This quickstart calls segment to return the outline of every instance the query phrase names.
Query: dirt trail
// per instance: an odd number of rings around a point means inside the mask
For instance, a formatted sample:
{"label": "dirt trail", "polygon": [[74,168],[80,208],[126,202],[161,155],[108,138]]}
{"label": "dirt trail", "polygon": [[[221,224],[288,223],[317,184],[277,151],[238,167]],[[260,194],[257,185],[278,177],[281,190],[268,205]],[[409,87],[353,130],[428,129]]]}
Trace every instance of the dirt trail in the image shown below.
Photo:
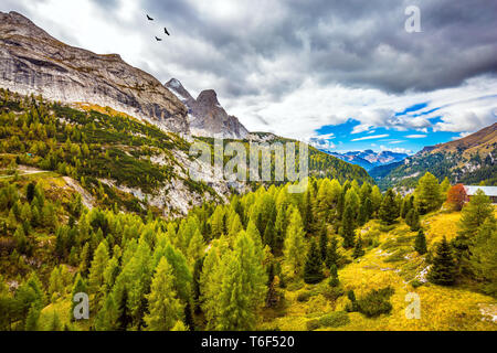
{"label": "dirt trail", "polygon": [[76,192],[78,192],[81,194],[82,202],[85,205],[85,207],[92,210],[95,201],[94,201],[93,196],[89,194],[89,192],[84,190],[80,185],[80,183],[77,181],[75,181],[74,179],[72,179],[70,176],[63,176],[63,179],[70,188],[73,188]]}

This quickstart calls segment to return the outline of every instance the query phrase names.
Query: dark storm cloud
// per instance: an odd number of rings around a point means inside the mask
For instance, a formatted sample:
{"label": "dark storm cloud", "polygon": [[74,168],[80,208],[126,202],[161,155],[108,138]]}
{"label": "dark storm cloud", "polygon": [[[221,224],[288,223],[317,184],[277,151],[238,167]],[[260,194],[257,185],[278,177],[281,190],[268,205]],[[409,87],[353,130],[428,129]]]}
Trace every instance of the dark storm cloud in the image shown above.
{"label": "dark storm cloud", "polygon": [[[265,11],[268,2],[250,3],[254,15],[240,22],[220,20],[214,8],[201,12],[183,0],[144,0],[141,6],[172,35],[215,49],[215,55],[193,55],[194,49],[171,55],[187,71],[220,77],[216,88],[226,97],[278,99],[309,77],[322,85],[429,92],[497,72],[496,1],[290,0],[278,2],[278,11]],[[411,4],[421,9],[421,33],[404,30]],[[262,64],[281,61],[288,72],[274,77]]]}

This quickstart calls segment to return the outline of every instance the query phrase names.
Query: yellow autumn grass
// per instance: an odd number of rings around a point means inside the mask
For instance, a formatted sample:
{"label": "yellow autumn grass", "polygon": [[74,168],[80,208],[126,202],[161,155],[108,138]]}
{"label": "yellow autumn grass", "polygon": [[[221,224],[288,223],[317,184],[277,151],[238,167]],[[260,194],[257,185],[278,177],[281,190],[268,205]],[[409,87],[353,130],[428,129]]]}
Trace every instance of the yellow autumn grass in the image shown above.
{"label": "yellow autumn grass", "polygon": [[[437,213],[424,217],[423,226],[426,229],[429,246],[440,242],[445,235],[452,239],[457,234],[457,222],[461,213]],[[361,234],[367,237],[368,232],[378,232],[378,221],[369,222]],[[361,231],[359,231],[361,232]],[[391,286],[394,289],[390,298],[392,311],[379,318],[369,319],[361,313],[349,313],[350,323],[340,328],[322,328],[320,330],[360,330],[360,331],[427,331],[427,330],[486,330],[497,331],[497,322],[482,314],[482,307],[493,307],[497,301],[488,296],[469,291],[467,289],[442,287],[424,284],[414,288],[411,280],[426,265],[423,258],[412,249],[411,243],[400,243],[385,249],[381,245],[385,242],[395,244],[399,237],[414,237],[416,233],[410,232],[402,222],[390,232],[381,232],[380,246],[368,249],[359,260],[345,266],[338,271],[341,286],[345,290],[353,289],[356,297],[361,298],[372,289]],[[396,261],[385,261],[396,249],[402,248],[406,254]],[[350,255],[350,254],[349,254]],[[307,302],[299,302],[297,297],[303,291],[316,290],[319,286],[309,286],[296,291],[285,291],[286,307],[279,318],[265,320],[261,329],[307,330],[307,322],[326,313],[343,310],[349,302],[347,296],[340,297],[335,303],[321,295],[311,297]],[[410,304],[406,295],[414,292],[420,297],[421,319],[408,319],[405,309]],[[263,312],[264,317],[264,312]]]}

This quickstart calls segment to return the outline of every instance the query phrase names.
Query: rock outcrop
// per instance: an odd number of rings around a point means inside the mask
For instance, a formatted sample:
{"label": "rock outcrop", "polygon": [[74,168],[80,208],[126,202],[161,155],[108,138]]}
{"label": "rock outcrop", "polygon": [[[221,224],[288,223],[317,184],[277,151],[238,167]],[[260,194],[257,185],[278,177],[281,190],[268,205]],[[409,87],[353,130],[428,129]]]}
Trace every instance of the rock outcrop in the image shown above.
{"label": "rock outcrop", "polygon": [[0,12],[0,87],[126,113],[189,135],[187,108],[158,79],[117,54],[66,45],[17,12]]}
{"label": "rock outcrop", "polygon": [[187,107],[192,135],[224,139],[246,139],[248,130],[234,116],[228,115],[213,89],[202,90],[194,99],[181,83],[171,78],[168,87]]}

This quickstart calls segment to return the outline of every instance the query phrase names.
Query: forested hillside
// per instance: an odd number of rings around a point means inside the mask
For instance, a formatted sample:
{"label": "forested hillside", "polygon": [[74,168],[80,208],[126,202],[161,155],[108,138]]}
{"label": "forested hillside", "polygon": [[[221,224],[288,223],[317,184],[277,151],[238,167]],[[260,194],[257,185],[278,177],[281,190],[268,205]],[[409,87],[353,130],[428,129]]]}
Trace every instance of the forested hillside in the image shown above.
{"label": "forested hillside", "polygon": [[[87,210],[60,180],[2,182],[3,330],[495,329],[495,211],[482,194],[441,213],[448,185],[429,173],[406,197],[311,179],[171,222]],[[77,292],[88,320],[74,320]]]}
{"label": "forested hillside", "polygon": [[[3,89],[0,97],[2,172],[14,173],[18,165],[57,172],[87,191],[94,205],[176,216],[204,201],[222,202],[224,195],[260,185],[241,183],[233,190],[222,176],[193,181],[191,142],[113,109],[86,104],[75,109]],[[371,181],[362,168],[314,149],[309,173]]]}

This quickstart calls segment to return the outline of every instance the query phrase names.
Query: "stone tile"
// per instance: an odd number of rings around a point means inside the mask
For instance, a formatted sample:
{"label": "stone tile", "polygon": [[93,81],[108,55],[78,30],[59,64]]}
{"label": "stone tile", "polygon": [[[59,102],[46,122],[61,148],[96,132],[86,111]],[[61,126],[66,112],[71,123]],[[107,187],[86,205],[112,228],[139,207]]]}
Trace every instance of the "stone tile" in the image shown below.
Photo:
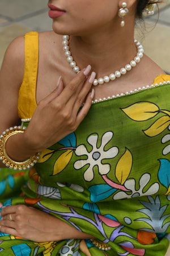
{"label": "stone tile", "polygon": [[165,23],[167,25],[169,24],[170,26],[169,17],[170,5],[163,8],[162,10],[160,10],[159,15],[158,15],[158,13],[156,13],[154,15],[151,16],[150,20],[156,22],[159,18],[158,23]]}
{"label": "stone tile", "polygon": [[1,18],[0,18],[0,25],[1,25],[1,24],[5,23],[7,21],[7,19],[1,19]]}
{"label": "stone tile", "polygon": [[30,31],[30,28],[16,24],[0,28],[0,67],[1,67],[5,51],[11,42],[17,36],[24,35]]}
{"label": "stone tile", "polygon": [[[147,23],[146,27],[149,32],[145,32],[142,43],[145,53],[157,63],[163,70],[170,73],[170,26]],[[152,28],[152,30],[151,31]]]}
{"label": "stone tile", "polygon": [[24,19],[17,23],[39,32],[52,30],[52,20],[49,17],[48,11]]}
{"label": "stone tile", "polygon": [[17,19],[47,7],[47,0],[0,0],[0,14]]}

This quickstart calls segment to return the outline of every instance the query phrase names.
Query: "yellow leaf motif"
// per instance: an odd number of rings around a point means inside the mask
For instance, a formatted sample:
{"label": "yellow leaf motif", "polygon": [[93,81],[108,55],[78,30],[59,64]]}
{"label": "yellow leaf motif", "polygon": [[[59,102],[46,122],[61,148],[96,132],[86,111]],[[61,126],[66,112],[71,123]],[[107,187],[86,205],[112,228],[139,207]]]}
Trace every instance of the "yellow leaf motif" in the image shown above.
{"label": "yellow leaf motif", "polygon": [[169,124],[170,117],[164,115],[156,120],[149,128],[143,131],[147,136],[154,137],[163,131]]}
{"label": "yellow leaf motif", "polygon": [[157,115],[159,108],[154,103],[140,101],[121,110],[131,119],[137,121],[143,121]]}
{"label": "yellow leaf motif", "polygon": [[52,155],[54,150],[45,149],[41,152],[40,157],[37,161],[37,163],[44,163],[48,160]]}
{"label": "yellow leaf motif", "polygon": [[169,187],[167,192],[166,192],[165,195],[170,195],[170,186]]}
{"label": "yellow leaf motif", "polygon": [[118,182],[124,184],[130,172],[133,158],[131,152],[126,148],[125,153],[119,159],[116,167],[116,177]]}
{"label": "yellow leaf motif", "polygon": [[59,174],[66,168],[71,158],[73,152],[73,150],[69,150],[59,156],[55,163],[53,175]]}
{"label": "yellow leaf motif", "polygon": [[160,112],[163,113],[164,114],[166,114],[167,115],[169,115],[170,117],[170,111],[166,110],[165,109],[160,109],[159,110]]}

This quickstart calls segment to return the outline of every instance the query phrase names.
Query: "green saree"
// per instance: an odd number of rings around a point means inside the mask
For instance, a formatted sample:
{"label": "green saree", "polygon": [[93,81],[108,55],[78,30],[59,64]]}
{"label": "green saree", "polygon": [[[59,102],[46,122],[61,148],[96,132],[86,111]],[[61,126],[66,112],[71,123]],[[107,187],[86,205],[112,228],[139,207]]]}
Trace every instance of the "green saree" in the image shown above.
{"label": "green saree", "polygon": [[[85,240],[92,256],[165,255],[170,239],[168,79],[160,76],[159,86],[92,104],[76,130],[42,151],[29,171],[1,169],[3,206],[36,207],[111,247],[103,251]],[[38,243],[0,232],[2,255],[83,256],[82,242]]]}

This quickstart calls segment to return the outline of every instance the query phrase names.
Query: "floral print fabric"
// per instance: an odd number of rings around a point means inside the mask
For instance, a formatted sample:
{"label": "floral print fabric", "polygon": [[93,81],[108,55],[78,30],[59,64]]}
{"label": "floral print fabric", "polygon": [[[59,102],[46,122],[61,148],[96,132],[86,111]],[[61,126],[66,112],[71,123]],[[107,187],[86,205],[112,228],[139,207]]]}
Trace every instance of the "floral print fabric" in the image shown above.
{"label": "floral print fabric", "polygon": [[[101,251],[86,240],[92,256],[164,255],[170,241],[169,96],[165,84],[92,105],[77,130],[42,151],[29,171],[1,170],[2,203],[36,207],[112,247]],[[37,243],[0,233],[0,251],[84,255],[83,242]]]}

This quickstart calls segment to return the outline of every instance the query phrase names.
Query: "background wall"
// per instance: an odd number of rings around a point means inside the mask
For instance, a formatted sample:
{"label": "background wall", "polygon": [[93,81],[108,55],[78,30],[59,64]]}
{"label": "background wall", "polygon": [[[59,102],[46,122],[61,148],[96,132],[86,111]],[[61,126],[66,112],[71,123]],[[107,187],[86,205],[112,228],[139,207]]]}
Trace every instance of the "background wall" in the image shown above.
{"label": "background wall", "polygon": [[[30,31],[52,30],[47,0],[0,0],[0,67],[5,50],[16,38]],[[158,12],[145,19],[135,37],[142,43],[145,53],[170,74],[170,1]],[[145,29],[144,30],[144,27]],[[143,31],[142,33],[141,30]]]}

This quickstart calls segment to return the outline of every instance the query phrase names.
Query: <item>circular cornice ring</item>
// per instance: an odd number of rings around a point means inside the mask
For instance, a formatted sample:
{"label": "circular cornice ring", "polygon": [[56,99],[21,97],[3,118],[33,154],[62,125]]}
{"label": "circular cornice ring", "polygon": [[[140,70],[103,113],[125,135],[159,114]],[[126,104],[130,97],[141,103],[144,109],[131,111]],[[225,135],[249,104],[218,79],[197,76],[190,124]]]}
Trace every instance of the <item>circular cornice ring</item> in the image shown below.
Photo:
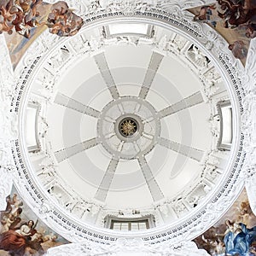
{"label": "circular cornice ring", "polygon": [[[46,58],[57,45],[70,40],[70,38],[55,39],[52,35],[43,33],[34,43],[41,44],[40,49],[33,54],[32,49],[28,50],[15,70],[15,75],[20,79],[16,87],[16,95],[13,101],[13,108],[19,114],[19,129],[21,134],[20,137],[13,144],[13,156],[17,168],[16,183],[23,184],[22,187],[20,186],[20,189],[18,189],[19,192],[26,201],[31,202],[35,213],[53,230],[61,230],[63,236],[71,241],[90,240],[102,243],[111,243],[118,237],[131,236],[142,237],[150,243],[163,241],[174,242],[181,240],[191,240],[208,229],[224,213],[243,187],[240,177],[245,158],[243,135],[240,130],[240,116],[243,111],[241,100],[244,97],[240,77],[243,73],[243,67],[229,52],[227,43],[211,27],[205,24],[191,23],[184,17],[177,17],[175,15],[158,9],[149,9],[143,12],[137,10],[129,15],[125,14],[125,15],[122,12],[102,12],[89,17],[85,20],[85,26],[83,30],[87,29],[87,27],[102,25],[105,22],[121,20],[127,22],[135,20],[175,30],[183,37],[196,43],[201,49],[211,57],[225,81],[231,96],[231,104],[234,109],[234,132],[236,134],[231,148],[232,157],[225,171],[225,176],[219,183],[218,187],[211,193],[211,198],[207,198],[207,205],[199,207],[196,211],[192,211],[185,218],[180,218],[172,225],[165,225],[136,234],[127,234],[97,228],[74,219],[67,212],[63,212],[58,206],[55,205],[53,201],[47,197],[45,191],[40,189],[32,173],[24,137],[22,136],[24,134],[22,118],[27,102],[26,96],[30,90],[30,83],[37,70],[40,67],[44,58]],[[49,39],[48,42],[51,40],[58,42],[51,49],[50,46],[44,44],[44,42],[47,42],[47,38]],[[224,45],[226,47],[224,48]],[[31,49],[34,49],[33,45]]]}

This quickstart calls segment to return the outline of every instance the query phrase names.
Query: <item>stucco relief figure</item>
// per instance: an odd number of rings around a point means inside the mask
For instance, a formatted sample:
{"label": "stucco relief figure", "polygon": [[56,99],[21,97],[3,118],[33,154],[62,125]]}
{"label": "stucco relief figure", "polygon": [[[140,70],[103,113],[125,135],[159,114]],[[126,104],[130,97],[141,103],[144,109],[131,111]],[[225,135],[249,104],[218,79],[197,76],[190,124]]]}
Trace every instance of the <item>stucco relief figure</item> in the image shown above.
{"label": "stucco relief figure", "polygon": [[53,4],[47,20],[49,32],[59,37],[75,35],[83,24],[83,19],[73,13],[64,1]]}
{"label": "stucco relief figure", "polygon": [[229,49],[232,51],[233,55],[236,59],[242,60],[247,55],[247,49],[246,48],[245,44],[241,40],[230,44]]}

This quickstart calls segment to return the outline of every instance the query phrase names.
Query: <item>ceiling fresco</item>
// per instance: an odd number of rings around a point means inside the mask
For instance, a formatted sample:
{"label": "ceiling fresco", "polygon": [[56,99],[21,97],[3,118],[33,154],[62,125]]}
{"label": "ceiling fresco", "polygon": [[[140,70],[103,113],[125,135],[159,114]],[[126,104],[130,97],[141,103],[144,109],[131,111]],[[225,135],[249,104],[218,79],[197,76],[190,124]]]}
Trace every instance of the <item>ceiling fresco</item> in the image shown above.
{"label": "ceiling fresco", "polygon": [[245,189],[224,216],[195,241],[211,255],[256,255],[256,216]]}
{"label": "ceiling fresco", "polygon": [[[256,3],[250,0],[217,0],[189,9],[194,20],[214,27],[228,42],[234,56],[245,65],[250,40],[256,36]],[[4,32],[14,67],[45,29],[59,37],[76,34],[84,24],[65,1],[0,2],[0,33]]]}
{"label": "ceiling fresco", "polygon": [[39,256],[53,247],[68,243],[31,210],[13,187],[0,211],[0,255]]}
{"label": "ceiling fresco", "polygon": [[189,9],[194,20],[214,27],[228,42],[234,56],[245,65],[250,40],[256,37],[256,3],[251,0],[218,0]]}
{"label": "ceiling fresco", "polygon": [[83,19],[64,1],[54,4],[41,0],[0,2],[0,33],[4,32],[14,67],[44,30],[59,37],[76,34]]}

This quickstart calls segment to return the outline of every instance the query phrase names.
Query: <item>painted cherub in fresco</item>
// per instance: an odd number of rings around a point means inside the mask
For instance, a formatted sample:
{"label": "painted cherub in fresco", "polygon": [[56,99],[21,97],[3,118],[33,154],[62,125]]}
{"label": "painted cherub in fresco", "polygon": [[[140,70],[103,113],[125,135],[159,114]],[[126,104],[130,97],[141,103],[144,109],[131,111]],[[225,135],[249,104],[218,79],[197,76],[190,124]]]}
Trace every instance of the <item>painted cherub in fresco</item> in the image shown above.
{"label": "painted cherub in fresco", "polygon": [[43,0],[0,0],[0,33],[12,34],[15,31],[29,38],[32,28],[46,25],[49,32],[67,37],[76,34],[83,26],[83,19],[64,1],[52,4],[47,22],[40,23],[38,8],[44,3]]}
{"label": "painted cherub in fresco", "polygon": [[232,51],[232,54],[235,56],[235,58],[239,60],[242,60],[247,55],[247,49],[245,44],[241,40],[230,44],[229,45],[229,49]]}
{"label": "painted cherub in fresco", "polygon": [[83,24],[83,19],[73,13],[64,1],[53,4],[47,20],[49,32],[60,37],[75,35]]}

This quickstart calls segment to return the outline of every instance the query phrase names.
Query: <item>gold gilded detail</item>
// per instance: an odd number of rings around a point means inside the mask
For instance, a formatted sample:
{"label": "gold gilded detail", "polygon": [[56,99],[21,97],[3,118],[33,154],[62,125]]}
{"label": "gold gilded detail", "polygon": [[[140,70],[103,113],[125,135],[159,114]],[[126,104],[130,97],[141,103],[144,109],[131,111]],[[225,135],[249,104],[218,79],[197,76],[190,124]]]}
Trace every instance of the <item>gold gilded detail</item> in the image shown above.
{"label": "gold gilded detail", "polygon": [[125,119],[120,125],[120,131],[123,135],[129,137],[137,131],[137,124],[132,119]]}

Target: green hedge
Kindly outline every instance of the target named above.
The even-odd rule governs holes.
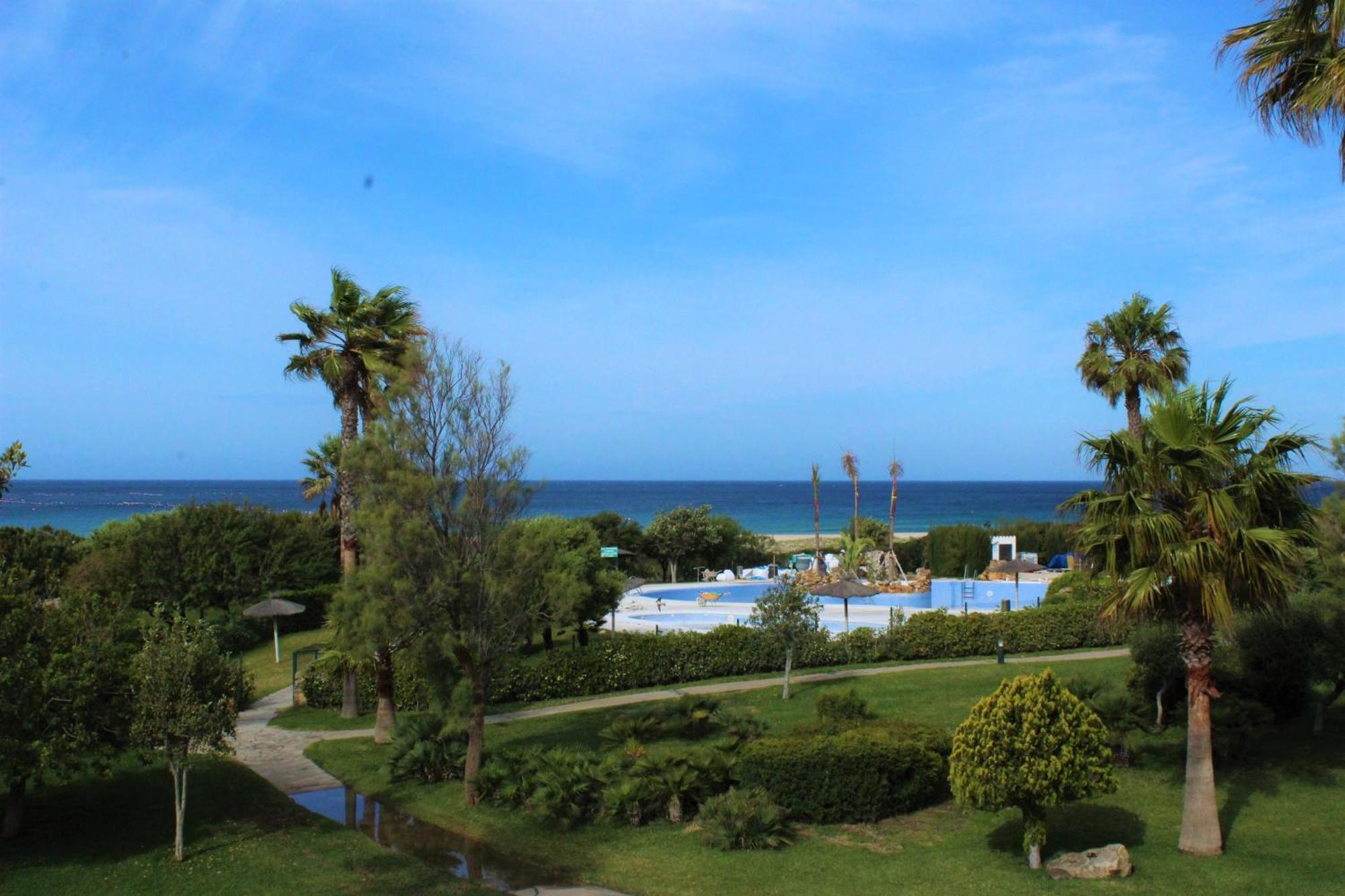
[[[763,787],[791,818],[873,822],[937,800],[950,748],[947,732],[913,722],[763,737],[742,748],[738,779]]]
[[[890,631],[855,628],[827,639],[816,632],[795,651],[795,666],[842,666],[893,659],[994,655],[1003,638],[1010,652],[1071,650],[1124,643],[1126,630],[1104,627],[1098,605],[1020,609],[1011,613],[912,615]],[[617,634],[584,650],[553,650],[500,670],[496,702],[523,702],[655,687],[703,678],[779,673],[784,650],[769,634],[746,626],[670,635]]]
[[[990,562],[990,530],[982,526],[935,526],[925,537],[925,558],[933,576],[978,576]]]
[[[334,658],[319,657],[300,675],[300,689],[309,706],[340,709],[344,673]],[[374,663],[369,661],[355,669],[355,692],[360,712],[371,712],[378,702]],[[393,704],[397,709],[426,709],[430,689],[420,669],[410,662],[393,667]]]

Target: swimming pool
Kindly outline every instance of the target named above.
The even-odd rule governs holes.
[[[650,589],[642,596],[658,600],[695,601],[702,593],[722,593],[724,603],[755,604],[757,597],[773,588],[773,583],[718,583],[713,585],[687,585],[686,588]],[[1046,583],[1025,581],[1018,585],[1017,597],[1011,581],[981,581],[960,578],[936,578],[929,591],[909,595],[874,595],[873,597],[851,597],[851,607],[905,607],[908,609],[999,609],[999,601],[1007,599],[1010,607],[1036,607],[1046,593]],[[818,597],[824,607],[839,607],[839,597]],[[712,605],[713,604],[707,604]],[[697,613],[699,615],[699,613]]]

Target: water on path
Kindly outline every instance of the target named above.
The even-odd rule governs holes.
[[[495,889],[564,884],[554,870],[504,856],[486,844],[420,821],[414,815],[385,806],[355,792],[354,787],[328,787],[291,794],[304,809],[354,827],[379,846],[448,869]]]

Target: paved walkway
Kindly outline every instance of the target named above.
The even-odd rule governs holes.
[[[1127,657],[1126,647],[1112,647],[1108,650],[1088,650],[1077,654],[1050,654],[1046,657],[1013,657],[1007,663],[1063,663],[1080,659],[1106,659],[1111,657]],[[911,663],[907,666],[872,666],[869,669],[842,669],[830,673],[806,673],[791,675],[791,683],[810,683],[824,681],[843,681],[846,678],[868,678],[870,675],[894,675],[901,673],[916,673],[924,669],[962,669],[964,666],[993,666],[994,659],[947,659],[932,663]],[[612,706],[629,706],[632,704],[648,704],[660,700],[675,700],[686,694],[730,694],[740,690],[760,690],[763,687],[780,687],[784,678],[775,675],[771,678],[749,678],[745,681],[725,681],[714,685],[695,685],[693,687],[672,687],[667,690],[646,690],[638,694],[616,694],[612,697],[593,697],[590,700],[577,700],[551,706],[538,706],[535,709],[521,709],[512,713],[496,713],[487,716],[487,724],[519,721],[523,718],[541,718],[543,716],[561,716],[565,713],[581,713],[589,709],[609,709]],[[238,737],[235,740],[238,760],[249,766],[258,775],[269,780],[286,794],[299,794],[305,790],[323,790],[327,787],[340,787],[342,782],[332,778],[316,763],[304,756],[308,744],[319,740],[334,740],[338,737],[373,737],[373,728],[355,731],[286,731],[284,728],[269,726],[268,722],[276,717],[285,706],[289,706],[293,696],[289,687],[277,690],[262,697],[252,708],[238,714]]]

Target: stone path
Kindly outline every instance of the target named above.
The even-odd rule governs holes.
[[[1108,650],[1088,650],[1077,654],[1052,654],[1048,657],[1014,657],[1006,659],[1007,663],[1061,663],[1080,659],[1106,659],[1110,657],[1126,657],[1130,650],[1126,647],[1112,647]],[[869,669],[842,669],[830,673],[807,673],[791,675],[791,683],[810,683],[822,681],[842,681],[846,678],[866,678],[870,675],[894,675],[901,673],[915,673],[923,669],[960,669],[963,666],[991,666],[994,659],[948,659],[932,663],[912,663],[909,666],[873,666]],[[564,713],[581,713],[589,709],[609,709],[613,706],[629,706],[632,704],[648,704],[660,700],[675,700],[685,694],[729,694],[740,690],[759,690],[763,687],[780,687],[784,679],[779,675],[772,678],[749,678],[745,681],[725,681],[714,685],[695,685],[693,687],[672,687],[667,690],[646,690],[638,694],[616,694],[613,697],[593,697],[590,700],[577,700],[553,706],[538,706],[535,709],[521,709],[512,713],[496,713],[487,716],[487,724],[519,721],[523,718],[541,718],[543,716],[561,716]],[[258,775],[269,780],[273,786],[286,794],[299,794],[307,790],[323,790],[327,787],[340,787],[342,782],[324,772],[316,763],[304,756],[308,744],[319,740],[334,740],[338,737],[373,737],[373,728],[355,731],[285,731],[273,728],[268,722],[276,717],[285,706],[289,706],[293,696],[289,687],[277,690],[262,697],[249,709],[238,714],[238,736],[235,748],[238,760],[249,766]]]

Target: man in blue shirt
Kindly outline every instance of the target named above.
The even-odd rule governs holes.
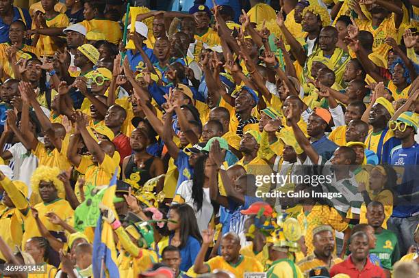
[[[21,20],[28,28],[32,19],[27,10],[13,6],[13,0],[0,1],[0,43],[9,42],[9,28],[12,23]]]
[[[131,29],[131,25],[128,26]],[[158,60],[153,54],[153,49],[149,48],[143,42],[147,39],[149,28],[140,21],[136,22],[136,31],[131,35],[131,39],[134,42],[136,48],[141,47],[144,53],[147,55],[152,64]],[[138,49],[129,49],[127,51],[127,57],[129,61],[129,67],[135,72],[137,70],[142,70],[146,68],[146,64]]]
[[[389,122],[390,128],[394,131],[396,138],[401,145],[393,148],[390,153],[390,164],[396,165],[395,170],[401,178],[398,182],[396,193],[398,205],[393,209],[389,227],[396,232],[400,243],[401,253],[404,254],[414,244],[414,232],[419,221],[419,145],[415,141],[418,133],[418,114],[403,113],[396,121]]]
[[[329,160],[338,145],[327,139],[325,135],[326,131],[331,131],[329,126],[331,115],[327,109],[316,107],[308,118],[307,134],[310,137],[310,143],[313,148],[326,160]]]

....................

• _Instructions to follow_:
Output the stretch of the listing from the line containing "Target: man in blue shirt" through its end as a two-column CSV with the header ask,answer. Give one row for each thing asked, with what is asked and its answer each in a single quoted field, line breaks replaced by spaces and the pictures left out.

• _Exercise output_:
ask,answer
"Target: man in blue shirt Kindly outline every instance of the target named above. The even-odd rule governs holes.","[[[21,20],[28,28],[32,19],[27,10],[13,6],[13,0],[0,1],[0,43],[9,42],[9,28],[12,23]]] [[[131,29],[131,25],[128,26]],[[158,60],[153,54],[153,49],[149,48],[143,42],[147,39],[149,28],[140,21],[136,22],[136,31],[131,35],[131,39],[134,42],[136,48],[141,47],[144,53],[147,55],[152,64]],[[138,49],[129,49],[127,51],[127,57],[129,61],[129,67],[135,72],[137,70],[142,70],[146,68],[146,64]]] [[[389,122],[390,128],[394,131],[396,138],[401,145],[393,148],[390,153],[390,164],[396,165],[395,170],[401,178],[398,182],[396,193],[398,205],[393,209],[389,227],[396,232],[400,243],[401,253],[404,254],[414,244],[414,232],[419,221],[419,145],[415,141],[418,133],[418,114],[403,113],[396,121]]] [[[329,160],[338,145],[327,139],[325,135],[326,131],[331,131],[329,126],[331,115],[327,109],[316,107],[308,118],[307,134],[310,137],[310,143],[313,148],[326,160]]]"